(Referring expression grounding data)
☆ ☆ ☆ ☆ ☆

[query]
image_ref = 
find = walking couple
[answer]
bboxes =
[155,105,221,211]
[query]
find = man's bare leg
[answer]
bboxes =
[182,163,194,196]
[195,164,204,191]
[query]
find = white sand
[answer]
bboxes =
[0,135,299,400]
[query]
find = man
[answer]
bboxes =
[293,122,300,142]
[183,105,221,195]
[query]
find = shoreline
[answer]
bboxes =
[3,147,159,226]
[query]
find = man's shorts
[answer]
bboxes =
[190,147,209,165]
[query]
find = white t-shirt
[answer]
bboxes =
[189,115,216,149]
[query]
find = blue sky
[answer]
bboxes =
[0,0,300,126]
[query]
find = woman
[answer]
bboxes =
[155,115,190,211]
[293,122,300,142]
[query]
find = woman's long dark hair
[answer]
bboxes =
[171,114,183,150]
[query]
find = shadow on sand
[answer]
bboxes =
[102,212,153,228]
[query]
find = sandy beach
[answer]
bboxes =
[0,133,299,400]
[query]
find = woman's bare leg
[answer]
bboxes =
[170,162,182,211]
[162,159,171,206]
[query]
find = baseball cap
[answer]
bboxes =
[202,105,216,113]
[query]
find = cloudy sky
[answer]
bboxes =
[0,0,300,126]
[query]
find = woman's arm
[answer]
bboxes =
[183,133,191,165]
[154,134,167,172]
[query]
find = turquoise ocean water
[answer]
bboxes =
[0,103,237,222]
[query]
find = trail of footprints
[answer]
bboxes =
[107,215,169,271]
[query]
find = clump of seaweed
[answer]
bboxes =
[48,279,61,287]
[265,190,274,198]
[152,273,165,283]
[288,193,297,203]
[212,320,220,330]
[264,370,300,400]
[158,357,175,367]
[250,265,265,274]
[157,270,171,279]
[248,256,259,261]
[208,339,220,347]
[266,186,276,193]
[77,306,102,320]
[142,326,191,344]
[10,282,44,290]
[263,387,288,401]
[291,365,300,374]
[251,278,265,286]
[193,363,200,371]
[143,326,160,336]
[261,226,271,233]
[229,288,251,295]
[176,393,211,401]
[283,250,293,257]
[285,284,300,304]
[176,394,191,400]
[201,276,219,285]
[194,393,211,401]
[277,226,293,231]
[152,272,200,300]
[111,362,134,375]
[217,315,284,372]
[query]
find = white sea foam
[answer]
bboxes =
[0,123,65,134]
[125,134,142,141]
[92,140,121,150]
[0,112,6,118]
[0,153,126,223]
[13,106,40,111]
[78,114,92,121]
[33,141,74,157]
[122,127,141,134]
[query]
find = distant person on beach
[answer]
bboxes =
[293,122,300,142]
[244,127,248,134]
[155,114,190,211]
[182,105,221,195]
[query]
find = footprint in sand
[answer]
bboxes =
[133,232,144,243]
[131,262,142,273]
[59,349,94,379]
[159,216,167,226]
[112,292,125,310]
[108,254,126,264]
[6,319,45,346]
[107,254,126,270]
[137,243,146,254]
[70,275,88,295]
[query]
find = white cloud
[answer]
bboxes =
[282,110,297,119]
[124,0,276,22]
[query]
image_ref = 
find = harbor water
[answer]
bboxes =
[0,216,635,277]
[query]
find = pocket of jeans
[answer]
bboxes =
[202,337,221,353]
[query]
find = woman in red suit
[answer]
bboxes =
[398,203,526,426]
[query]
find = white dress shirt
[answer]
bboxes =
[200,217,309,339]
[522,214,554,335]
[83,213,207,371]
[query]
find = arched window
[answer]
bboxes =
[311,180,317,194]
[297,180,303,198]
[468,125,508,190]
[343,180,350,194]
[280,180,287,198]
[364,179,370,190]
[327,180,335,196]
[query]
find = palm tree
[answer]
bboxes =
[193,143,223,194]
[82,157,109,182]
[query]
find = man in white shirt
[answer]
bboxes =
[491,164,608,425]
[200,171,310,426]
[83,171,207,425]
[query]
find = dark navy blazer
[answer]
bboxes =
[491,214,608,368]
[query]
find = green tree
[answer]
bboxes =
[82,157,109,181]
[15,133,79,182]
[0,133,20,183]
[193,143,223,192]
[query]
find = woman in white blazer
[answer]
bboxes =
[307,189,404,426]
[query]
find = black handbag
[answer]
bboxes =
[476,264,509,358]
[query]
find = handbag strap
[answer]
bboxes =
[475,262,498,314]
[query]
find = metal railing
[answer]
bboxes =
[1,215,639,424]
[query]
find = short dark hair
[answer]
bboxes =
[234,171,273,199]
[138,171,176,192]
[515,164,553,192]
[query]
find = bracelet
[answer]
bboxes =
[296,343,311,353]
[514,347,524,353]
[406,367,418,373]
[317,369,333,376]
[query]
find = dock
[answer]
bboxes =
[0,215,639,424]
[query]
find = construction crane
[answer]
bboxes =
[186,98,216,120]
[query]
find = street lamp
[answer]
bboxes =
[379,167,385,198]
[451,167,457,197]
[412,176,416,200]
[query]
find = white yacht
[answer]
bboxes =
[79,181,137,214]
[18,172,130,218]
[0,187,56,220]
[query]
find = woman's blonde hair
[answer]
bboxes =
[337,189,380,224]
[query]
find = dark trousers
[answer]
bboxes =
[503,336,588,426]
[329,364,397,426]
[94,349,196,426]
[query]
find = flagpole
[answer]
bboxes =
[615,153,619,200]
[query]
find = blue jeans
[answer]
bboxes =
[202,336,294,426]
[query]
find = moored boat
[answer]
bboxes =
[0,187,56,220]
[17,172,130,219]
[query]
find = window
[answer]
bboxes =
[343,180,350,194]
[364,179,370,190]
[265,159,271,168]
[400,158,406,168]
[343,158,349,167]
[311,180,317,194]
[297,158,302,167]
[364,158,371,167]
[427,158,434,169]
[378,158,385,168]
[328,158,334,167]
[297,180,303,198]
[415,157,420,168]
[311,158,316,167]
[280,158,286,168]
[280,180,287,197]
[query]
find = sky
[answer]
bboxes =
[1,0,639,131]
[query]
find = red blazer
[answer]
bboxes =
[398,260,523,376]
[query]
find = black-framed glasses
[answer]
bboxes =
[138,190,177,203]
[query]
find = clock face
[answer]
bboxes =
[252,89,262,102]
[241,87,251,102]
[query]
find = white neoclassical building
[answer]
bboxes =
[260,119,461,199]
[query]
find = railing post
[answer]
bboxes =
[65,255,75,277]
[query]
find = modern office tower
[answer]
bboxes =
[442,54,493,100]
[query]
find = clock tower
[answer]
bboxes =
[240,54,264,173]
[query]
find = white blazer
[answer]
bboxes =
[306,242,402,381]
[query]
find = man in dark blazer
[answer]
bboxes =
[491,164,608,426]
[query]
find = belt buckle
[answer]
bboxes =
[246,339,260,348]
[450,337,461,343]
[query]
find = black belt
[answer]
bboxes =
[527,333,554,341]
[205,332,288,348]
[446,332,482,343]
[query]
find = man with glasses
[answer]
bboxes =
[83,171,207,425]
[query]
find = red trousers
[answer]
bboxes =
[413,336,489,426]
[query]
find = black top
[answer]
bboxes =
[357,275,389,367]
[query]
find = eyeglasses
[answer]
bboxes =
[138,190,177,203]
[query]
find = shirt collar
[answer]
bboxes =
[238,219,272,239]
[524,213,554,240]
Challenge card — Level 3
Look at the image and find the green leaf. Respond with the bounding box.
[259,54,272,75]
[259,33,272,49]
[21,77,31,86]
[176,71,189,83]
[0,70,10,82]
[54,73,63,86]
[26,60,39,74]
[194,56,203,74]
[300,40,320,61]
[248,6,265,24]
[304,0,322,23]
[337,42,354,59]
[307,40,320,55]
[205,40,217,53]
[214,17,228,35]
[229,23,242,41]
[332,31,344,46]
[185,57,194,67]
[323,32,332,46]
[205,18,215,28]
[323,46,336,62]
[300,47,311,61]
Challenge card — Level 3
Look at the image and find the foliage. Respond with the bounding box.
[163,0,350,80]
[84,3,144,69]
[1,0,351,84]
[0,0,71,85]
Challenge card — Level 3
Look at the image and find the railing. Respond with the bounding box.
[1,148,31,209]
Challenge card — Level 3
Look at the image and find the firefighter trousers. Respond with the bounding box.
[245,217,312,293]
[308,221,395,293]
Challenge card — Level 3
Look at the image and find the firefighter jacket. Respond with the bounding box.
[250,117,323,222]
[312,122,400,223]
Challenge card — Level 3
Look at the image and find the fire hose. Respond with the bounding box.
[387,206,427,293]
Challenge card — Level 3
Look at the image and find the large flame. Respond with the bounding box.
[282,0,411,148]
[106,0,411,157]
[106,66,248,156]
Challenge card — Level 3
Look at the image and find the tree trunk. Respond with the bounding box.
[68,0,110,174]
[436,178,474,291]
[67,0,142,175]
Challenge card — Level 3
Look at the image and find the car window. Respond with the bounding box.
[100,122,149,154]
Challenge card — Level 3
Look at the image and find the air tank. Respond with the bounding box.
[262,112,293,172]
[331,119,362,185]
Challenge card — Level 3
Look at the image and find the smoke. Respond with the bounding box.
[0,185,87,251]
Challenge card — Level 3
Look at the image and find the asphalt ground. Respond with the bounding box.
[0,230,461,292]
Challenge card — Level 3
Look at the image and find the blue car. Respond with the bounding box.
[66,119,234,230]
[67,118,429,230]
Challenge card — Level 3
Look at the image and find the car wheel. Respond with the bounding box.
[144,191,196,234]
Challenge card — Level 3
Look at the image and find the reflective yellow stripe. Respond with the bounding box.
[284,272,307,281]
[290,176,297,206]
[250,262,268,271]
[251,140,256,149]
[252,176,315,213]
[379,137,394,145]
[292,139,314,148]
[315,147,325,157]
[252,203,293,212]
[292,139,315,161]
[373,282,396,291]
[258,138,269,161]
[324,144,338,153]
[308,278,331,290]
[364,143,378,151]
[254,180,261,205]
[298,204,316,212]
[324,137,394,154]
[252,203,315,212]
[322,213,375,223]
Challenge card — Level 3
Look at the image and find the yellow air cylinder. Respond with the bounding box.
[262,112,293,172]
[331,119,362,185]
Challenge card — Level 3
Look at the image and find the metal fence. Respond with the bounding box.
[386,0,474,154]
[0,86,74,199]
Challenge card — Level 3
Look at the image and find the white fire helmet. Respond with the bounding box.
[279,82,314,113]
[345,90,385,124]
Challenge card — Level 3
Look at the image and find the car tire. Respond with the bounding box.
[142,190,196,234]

☆ ☆ ☆ ☆ ☆

From the records above, return each line where "jeans" occurs.

[EXERCISE SOLUTION]
find = pocket of jeans
find = blue jeans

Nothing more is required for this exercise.